* [INSTRUCTIONS FOR THE TASK] Those lines of the records that contain "vehicle" are to be located and copied.
[SUPPLIED RECORDS — start]
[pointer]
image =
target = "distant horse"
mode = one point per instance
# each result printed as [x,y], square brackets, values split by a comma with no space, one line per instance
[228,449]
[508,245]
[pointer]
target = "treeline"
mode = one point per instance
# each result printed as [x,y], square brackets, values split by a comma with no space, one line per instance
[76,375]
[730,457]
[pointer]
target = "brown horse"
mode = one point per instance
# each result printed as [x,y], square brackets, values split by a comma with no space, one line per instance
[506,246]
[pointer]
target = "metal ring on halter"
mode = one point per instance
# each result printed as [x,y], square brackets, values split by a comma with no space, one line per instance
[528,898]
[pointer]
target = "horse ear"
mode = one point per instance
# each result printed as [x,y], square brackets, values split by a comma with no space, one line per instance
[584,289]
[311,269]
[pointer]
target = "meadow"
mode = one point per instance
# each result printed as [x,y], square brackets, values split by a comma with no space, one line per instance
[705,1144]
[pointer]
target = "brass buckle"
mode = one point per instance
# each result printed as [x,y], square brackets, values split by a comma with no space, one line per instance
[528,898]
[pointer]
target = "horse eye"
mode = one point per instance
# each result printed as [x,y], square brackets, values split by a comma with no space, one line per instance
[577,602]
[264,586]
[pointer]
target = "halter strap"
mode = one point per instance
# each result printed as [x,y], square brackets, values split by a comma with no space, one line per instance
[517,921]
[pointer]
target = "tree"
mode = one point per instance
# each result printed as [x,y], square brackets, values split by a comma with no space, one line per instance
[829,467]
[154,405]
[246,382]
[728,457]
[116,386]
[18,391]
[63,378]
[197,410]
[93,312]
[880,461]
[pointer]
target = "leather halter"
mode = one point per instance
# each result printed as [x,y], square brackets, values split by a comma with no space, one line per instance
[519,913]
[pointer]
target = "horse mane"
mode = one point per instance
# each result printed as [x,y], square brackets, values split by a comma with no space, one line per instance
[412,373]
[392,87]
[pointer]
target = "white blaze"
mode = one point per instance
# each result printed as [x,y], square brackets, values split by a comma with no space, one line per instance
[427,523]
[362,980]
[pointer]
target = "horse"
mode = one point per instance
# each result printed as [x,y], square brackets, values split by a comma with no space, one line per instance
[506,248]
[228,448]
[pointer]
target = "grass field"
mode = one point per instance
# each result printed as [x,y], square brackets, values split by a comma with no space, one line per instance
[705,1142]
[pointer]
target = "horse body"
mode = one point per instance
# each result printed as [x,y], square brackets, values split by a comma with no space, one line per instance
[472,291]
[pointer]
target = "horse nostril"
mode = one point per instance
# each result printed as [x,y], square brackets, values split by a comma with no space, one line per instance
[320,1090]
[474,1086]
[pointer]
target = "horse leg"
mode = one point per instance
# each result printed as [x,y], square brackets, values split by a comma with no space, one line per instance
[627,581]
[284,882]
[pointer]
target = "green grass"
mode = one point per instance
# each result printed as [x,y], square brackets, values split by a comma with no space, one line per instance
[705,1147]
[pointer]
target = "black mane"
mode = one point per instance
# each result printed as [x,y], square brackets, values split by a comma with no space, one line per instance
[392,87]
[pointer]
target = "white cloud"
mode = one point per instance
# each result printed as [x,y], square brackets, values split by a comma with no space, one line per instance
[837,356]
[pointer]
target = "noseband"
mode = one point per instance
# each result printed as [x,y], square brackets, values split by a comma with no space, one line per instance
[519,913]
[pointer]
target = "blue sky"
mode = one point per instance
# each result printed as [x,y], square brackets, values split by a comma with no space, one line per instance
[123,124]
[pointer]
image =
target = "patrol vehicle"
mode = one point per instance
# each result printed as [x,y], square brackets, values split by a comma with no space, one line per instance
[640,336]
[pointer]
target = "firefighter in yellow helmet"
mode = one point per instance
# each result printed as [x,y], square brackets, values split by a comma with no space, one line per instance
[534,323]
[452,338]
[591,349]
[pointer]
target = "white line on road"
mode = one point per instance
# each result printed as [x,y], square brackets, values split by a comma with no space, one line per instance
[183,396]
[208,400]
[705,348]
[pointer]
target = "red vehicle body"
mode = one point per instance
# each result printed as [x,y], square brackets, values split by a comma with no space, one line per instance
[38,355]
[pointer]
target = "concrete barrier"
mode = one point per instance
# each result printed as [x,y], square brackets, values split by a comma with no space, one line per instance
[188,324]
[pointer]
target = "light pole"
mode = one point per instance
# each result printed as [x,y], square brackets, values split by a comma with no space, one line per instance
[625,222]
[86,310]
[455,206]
[SUPPLIED RECORDS — finish]
* [REPLY]
target = "patrol vehicle"
target = "red vehicle body"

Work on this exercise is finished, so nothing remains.